**Required action**
Exact reproduction of every entry is required.

**Dataset content**

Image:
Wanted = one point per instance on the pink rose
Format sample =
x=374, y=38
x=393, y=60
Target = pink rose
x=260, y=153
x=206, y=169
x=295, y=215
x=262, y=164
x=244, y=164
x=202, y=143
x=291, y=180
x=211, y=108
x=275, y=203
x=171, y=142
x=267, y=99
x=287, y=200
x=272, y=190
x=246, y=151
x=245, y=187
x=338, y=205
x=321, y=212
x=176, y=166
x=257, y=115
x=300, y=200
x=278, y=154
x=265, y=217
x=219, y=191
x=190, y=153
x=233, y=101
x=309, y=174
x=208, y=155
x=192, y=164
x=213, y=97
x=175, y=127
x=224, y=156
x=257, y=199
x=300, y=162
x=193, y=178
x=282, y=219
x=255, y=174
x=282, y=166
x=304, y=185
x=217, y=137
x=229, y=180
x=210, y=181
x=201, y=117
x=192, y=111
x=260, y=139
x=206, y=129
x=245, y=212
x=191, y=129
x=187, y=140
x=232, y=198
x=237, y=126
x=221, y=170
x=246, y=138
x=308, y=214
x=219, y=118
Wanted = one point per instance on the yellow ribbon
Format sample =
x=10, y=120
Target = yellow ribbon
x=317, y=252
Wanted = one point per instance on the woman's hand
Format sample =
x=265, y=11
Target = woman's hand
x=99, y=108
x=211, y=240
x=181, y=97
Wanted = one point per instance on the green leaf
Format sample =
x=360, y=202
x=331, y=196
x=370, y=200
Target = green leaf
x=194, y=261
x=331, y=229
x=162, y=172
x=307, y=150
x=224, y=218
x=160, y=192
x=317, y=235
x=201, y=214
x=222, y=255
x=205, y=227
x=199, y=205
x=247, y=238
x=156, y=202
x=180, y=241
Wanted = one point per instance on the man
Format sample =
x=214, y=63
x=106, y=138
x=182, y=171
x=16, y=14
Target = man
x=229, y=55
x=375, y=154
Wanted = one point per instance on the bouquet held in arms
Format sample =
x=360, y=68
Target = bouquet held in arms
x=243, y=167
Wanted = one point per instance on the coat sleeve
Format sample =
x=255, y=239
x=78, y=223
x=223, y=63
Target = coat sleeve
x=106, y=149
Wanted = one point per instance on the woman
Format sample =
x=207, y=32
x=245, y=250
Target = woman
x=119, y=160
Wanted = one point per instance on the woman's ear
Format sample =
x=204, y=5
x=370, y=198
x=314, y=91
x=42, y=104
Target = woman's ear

**Result of this task**
Image:
Wanted = one point per instance on the pink rose
Format sample =
x=374, y=38
x=393, y=60
Target = pink rose
x=260, y=153
x=206, y=169
x=295, y=215
x=262, y=164
x=244, y=164
x=202, y=143
x=291, y=180
x=211, y=108
x=275, y=203
x=171, y=142
x=267, y=99
x=287, y=200
x=272, y=190
x=246, y=151
x=245, y=187
x=338, y=205
x=321, y=212
x=176, y=166
x=257, y=115
x=300, y=200
x=278, y=154
x=265, y=217
x=219, y=191
x=190, y=153
x=233, y=101
x=309, y=174
x=208, y=155
x=192, y=164
x=213, y=97
x=175, y=127
x=224, y=156
x=257, y=199
x=300, y=162
x=193, y=178
x=282, y=219
x=255, y=174
x=282, y=166
x=304, y=185
x=217, y=137
x=229, y=180
x=210, y=181
x=201, y=117
x=192, y=111
x=260, y=139
x=206, y=129
x=245, y=212
x=191, y=129
x=187, y=140
x=232, y=198
x=237, y=126
x=221, y=170
x=246, y=138
x=308, y=214
x=219, y=118
Wanted = one point per instance on the yellow ribbon
Format sample =
x=10, y=120
Target = yellow ribbon
x=317, y=252
Wanted = one point per instance on the woman's hand
Format sample =
x=265, y=11
Target = woman's hand
x=99, y=108
x=211, y=240
x=181, y=97
Wanted = one point per instance on the green leaf
Format sample =
x=360, y=202
x=331, y=196
x=370, y=200
Target = green leaf
x=194, y=261
x=331, y=229
x=162, y=172
x=307, y=150
x=224, y=218
x=160, y=192
x=317, y=235
x=201, y=214
x=222, y=255
x=205, y=227
x=199, y=205
x=247, y=238
x=156, y=202
x=180, y=241
Wanted = one point per instance on the man
Format sample =
x=214, y=63
x=106, y=138
x=182, y=171
x=16, y=14
Target = man
x=229, y=55
x=375, y=154
Wanted = one point per instance on the bouquet held in arms
Format sample =
x=360, y=68
Target = bouquet held in arms
x=243, y=167
Wanted = one point per instance on the coat sleeve
Format sample =
x=255, y=239
x=78, y=223
x=223, y=63
Target = coat sleeve
x=106, y=149
Wanted = one point per instance on the woman
Format sample =
x=207, y=32
x=245, y=250
Target = woman
x=119, y=160
Wanted = one point per instance on the woman's ear
Format sample =
x=204, y=5
x=370, y=198
x=314, y=91
x=42, y=104
Target = woman's ear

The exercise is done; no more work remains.